● **Verilen görev 1**
Aşağıdaki yazıya göre şu ifadeler doğru mu: (a) Yazar, okuyanların duygusallaşmasını diliyor; (b) evlenen bir kadın, eşinin soyadıyla birlikte kendi soyadını da kullanabiliyor; (c) bir kadın bu haktan birden fazla kez yararlanabiliyor? Her biri için evet ya da hayır deyip kararı belirleyen sözleri yazıdan aynen alıntılar mısınız?

● **Kaynak**
Kadın Olmak – Duygu Yılmaz

Kadın Olmak* 

Anneler gününün kutlandığı bir ayda, böyle bir yazıyı kaleme almak çok da düşündürücü olmadı benim için. Okuyanların duygusallaşmasını değil, aksine biraz daha kendine gelmesini diliyorum sanırım. Her yazı, kişinin biyografisinin bir parçasıdır, bu yazıysa, benim “kadın”lıktan ne anla(yama)dığımdır. Yazıda hem kadınlar, hem erkekler için genelleme yapıldığından, sözüm meclisten dışarı, diyorum ve yazıyı kimsenin kolay kolay üstüne alınmamasını rica ediyorum…Son zamanlarda sadece kadınların üye olduğu bir forumu takip ettiğimden ve etrafımda olup bitenlerden olsa gerek, şu “kadın olmak” meselesine oldukça takılmış bulunmaktayım. Eğer bu insanların hayal gücü yeterince yüksek değilse, duyduklarım ve okuduklarım akıl almaz boyutlara ulaşmış durumda. Evliliğinin ilk aylarında aldatılan ve bunu fark ettiği için eşinden dayak yiyen, çocuğu lösemi olduğunda sadece onunla ilgilendiğinden  eşi tarafından terk edilen, eşinin annesi ve kız kardeşlerinden hayal bile edilemeyecek şekilde ezilen kadınlar tanıyorum. Bununla birlikte hem evde,  hem de iş yerinde kendini parçalarcasına çalışan kadından, kim, hala ne istiyor, anlamıyorum…

Kadınlar üzerinde erkekler tarafından oluşturulan baskı, Türkiye’de hukuki açıdan da güvence altına alınmış durumda. Bir kadın evlendiğinde, sadece evlenmeden önceki soyadını kullanmaya devam edemiyor, illa ki kullanmak istiyorsa, eşinin soyadıyla birlikte kendi soyadını da kullanabiliyor. Yani yıllarca o soyadla okumuş, dirsek çürütmüş, çalışırken saçları dökülmüş, her yeni yaşını ailesinin bin bir emeğiyle yaşamış bir kadın, evlenerek bir anda “soy” değiştiriveriyor ve ismi değişiyor. Daha da ilginç olan şu ki, bir kadın bu “hak”tan, sadece bir defa yararlanabiliyor. Bunu saçma bulan ve sadece kendi soyadını kullanmakta direnen kadın ise, hakkını AİHM’nde aramak zorunda kalıyor.

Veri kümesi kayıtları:
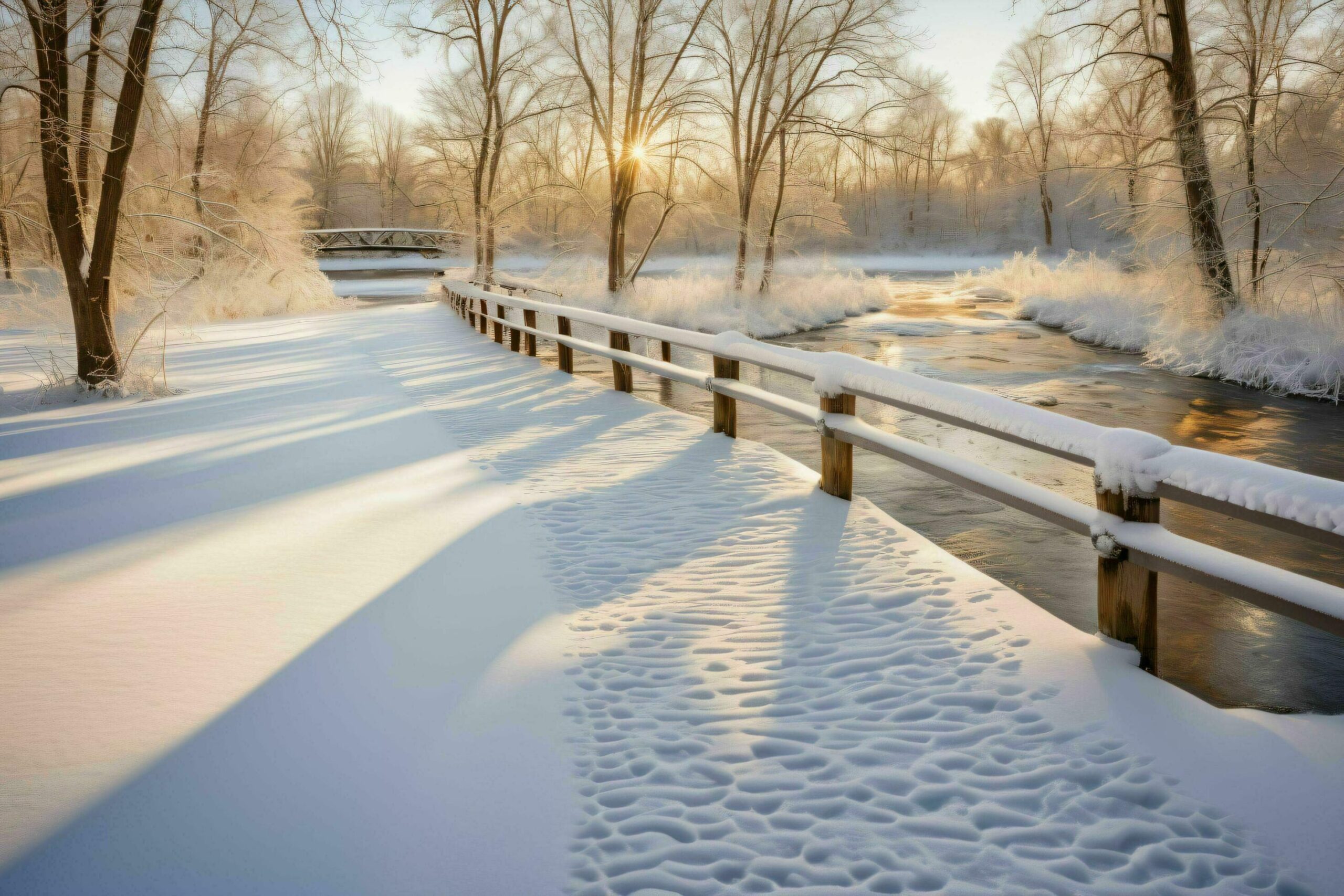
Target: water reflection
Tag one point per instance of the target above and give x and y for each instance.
(1225, 650)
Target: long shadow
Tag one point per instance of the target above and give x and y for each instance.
(385, 758)
(105, 473)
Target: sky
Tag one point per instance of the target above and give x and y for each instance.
(961, 38)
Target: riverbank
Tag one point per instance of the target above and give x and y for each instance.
(481, 598)
(1294, 349)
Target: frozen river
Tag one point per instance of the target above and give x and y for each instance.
(1225, 650)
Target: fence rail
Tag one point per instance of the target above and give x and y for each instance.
(1133, 471)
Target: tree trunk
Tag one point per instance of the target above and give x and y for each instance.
(479, 195)
(97, 14)
(768, 267)
(1193, 154)
(113, 187)
(4, 249)
(1253, 196)
(1046, 207)
(613, 249)
(740, 267)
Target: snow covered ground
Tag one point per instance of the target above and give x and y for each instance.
(1292, 343)
(375, 606)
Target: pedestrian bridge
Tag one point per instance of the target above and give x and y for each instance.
(393, 239)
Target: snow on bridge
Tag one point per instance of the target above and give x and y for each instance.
(393, 239)
(375, 606)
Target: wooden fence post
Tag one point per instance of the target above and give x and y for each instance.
(725, 406)
(622, 378)
(1127, 593)
(563, 352)
(836, 456)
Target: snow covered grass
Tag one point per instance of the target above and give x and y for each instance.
(1295, 347)
(378, 606)
(803, 296)
(35, 308)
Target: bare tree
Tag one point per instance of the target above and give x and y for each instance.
(1159, 33)
(1254, 51)
(499, 89)
(331, 132)
(629, 57)
(87, 265)
(1030, 82)
(390, 150)
(236, 39)
(774, 58)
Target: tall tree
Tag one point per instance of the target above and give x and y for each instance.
(631, 58)
(331, 131)
(774, 58)
(1031, 83)
(87, 265)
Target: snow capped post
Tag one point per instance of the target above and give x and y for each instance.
(563, 352)
(836, 456)
(725, 407)
(622, 376)
(530, 320)
(1127, 593)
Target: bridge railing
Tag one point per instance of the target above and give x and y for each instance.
(334, 239)
(1133, 472)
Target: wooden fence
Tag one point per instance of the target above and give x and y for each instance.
(1126, 530)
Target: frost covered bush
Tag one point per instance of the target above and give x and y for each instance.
(802, 297)
(1294, 344)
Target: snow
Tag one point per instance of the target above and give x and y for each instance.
(378, 606)
(382, 262)
(804, 296)
(1292, 342)
(383, 287)
(1122, 460)
(1121, 457)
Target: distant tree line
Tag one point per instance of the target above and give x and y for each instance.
(1205, 136)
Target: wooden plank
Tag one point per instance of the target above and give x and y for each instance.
(1127, 593)
(530, 320)
(1258, 518)
(836, 456)
(565, 352)
(725, 406)
(623, 378)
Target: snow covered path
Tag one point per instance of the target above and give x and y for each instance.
(766, 688)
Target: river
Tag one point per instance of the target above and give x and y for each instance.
(1225, 650)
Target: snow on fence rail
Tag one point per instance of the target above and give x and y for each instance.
(337, 239)
(1133, 471)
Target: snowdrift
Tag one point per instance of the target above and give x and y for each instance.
(1296, 347)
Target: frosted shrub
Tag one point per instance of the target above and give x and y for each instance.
(1294, 344)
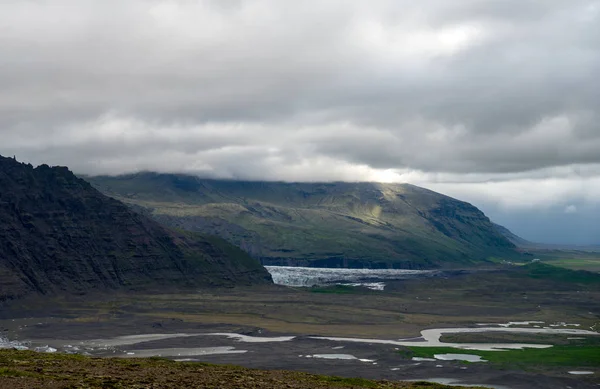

● **Verilen görev 2**
Yukarıdaki kayıtlarda "Target: bridge railing" içeren satırdan "(1126, 530)" içeren satıra kadar, iki uç da dahil, tüm satırları eksiksiz yeniden yazar mısınız? Yalnızca bu satırları verin ve yanıtlardaki her x ve y koordinatını 41 artırın.

● **Yazılı yanıt 1**
(a) Hayır: "Okuyanların duygusallaşmasını değil, aksine biraz daha kendine gelmesini diliyorum sanırım."
(b) Evet: "illa ki kullanmak istiyorsa, eşinin soyadıyla birlikte kendi soyadını da kullanabiliyor."
(c) Hayır: "bir kadın bu “hak”tan, sadece bir defa yararlanabiliyor."

● **Yazılı yanıt 2**
Target: bridge railing
Tag one point per instance of the target above and give x and y for each instance.
(375, 280)
(1174, 513)
Target: wooden fence
Tag one point per instance of the target above and give x and y for each instance.
(1167, 571)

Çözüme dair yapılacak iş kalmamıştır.